-- EXERCISE DESCRIPTION --
Answer the following questions using the report on the passenger plane crash in south China.
(a) How many crew members were aboard flight MU5735?
(b) In which village is the crash site located?
(c) According to China Media Group, what became of the mountain fire triggered by the accident?
**** TEXT SEGMENT
Passenger plane carrying 132 people crashes in south China, rescue underway
Updated 22:47, 21-Mar-2022

A Boeing 737-800 passenger jetliner with 132 people on board crashed into a mountainous area in southern China's Guangxi Zhuang Autonomous Region at about 2:38 p.m. on Monday.

The crashed plane, operated by China Eastern Airlines, was flying from Kunming, the capital city of southwest China's Yunnan Province, to Guangzhou, capital of the southern Guangdong Province. The plane lost contact while flying over the city of Wuzhou, the Civil Aviation Administration of China (CAAC) confirmed.


The crash site is located at Molang Village, Langnan Town in Tengxian County, Wuzhou City in Guangxi, according to a local emergency department.

There were 123 passengers and nine crew members aboard the flight MU5735, which took off at about 1:15 p.m. and was scheduled to land in Guangzhou at 3:05 p.m.

The number of casualties remains unknown. 

China Eastern Airlines' website and some of its social media platforms were turned to black and white in a sign of mourning.

The accident triggered a mountain fire, which has been extinguished, China Media Group (CMG) reported, citing local emergency management staff.

Click here for CGTN's live updates of the incident

File photo of a Boeing 737-800 passenger plane of China Eastern Airlines at an airport in Kunming City, Yunnan Province, China. /CFP

File photo of a Boeing 737-800 passenger plane of China Eastern Airlines at an airport in Kunming City, Yunnan Province, China. /CFP

All-out rescue efforts

Shortly after the plane crash, Chinese President Xi Jinping ordered all-out efforts for rescue operations and appointed State Council members to find out the cause of the incident as soon as possible, strengthening the investigation of safety hazards in civil aviation and ensuring the absolute safety of aviation operations and people's lives.

The CAAC and China Eastern Airlines have activated emergency mechanisms and sent working teams to the scene.

The airline has opened a special line for emergency assistance to family members and established nine special working groups for aircraft disposal, accident investigation, family assistance, logistics support, legal support, public relations, security, financial insurance and cargo disposal, the company said.

Families of some crew members of the crashed flight have arrived in the company's branch office in Yunnan Province, and an assistance team is working on follow-up issues with them, CMG has learned.
********
**** DATA SUPPLIED
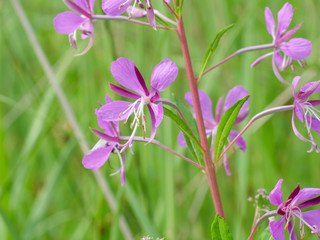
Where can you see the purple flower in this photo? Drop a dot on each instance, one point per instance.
(291, 210)
(117, 7)
(127, 75)
(295, 49)
(69, 22)
(211, 124)
(305, 110)
(109, 142)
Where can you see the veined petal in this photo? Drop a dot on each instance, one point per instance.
(114, 111)
(275, 195)
(126, 74)
(163, 75)
(181, 140)
(270, 22)
(284, 18)
(150, 14)
(113, 7)
(277, 229)
(297, 48)
(305, 194)
(96, 158)
(312, 217)
(235, 94)
(123, 92)
(67, 22)
(292, 234)
(308, 89)
(240, 141)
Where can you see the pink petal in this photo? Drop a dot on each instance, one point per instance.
********
-- RESULT --
(a) Nine crew members were aboard.
(b) The crash site is in Molang Village, Langnan Town, Tengxian County, Wuzhou City, Guangxi.
(c) The fire has been extinguished.